Stated exercise
Update the entries starting with the line that contains "Target: green tree" and going on through the end of the entries, replacing "Pin" with "Mark" and keeping everything else the same. Leave the pictures out of your answer.

Records
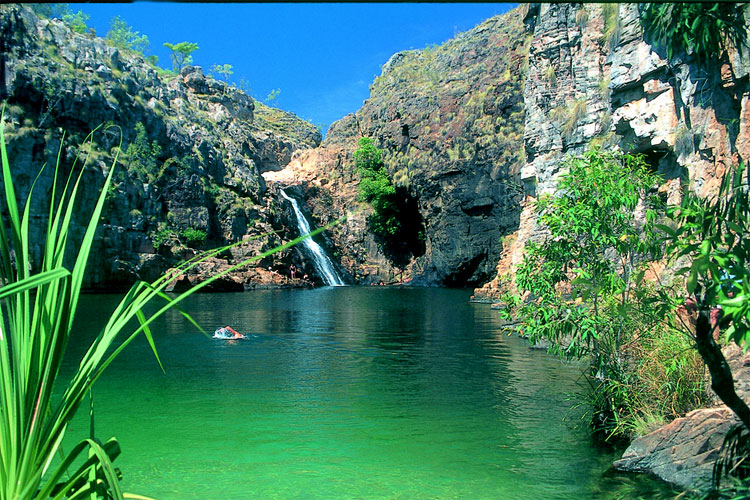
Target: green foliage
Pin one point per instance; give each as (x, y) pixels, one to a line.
(711, 233)
(143, 157)
(395, 220)
(51, 10)
(612, 25)
(37, 314)
(273, 96)
(223, 69)
(583, 284)
(77, 21)
(181, 54)
(194, 237)
(122, 36)
(705, 29)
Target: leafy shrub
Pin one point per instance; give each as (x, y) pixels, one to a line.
(194, 237)
(143, 156)
(37, 314)
(77, 21)
(705, 29)
(122, 36)
(583, 285)
(395, 220)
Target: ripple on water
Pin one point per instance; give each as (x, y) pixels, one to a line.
(345, 393)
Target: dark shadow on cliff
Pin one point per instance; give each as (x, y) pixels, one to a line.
(407, 240)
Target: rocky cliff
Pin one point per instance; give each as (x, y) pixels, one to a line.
(594, 81)
(449, 120)
(192, 149)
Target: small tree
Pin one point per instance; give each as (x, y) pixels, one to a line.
(51, 10)
(705, 29)
(583, 284)
(122, 36)
(395, 221)
(223, 69)
(181, 54)
(713, 233)
(273, 96)
(77, 21)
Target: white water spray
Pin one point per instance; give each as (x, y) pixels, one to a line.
(321, 261)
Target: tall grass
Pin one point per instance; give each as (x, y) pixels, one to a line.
(37, 312)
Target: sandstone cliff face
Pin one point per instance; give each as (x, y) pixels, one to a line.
(449, 120)
(193, 148)
(593, 80)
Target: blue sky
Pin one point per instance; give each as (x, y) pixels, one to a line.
(322, 57)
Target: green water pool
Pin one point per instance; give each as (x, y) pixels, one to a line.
(347, 392)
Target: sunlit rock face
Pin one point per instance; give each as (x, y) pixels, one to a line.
(193, 148)
(449, 120)
(594, 81)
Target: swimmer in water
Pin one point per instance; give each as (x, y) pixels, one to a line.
(235, 334)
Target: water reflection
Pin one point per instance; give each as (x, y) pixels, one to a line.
(346, 392)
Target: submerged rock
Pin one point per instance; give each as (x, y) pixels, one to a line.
(684, 451)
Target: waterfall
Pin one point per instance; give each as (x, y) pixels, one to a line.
(321, 261)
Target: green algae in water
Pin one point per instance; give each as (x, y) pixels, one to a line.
(348, 393)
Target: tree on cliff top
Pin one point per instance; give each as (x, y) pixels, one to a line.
(181, 54)
(704, 29)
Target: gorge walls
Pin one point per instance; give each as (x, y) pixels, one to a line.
(593, 81)
(192, 148)
(449, 120)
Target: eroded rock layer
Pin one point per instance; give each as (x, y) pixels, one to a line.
(192, 148)
(449, 120)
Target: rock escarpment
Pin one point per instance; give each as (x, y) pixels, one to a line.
(449, 120)
(192, 147)
(594, 80)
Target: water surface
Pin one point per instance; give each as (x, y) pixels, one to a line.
(346, 392)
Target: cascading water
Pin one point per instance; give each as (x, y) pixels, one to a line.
(321, 261)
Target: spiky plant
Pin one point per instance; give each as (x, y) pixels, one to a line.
(37, 312)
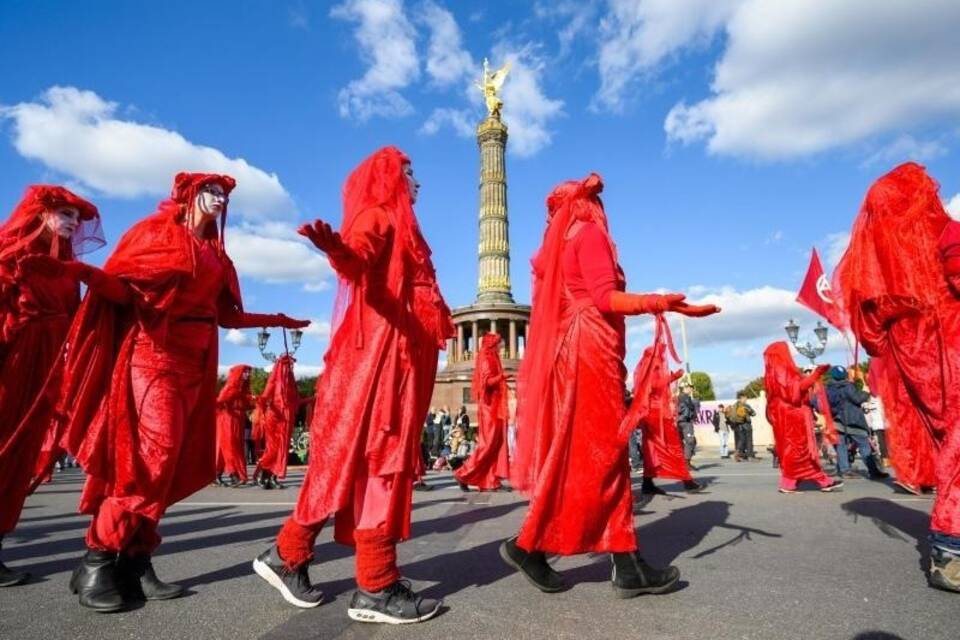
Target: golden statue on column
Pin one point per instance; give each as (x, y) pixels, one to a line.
(490, 84)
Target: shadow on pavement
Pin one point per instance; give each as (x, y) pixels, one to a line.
(894, 520)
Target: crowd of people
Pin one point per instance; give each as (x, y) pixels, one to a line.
(125, 381)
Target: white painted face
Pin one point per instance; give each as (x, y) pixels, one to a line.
(62, 221)
(412, 183)
(211, 200)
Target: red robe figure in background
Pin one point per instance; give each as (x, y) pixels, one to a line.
(490, 462)
(571, 452)
(899, 280)
(792, 419)
(138, 397)
(654, 410)
(278, 405)
(372, 398)
(35, 313)
(233, 404)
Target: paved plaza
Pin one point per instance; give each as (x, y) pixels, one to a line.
(754, 564)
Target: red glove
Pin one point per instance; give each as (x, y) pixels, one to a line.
(631, 304)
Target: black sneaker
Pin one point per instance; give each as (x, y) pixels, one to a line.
(294, 585)
(533, 565)
(633, 577)
(397, 604)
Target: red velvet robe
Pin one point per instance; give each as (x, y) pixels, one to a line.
(139, 393)
(653, 409)
(490, 462)
(278, 413)
(791, 418)
(894, 282)
(36, 314)
(233, 404)
(375, 389)
(581, 498)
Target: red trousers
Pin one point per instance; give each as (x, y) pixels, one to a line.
(165, 397)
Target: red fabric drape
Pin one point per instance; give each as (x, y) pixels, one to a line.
(278, 413)
(490, 462)
(653, 409)
(233, 404)
(390, 322)
(900, 306)
(569, 456)
(790, 416)
(35, 313)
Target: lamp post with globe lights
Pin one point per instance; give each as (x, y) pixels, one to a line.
(808, 349)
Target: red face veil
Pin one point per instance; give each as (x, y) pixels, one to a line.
(25, 224)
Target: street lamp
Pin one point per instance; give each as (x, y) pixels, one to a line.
(263, 336)
(807, 349)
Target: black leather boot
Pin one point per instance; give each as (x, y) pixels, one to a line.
(140, 581)
(95, 581)
(533, 565)
(9, 577)
(633, 577)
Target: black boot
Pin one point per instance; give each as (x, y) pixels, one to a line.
(650, 489)
(294, 585)
(533, 565)
(633, 577)
(397, 604)
(95, 581)
(140, 581)
(944, 568)
(9, 577)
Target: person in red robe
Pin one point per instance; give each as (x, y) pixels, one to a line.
(571, 452)
(234, 402)
(654, 410)
(35, 312)
(490, 462)
(900, 286)
(372, 398)
(278, 403)
(792, 419)
(138, 397)
(914, 450)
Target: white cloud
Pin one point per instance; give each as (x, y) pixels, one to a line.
(78, 134)
(527, 110)
(239, 338)
(904, 148)
(460, 120)
(953, 207)
(797, 78)
(275, 253)
(637, 35)
(387, 46)
(448, 62)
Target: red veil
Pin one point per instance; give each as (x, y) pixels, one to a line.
(569, 202)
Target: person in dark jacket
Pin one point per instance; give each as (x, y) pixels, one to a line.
(845, 406)
(687, 409)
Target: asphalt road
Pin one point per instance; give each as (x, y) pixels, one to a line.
(754, 564)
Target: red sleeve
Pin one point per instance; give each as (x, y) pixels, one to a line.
(596, 263)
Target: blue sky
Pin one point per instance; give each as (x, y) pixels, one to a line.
(733, 135)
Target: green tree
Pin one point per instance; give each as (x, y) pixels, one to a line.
(753, 389)
(703, 385)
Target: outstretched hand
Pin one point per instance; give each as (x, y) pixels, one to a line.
(322, 236)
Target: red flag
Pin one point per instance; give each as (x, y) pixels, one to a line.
(815, 293)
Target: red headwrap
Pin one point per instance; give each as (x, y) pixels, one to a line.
(893, 253)
(25, 224)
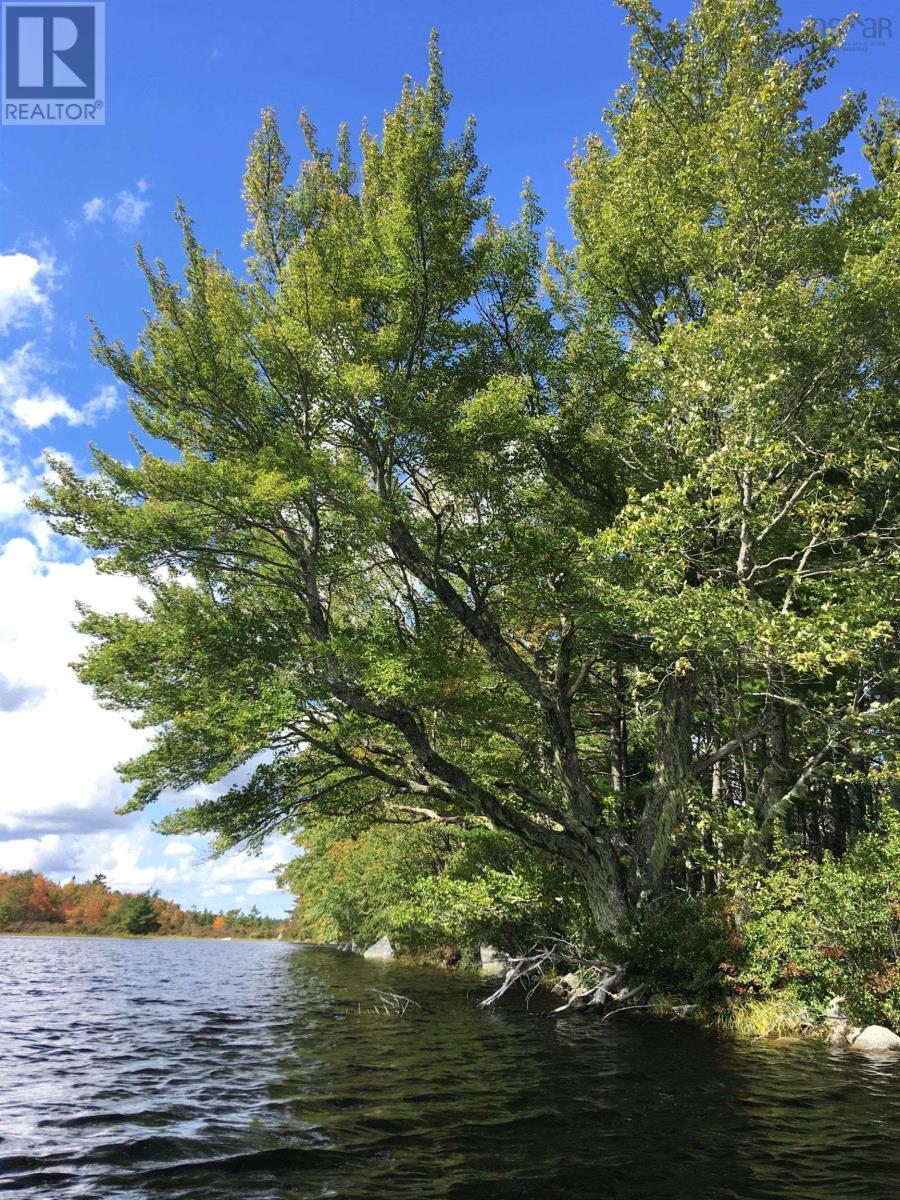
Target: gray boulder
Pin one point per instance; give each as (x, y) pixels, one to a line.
(381, 949)
(876, 1037)
(493, 961)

Response to the task
Target: green tree
Mark one point per instance; give each as (x, y) pixels, one to a line.
(753, 389)
(703, 385)
Target: outstretched hand
Mark one point per instance; give each as (x, y) pixels, one to a line.
(322, 236)
Target: red flag
Mark one point per instance; give each as (x, y) pixels, one to a line.
(815, 293)
Target: red headwrap
Mark one point per instance; give each as (x, y) pixels, one to a line.
(893, 253)
(25, 224)
Target: gray boulder
Mark one point per instance; give each as (x, y) pixels, one to a line.
(381, 949)
(876, 1037)
(493, 961)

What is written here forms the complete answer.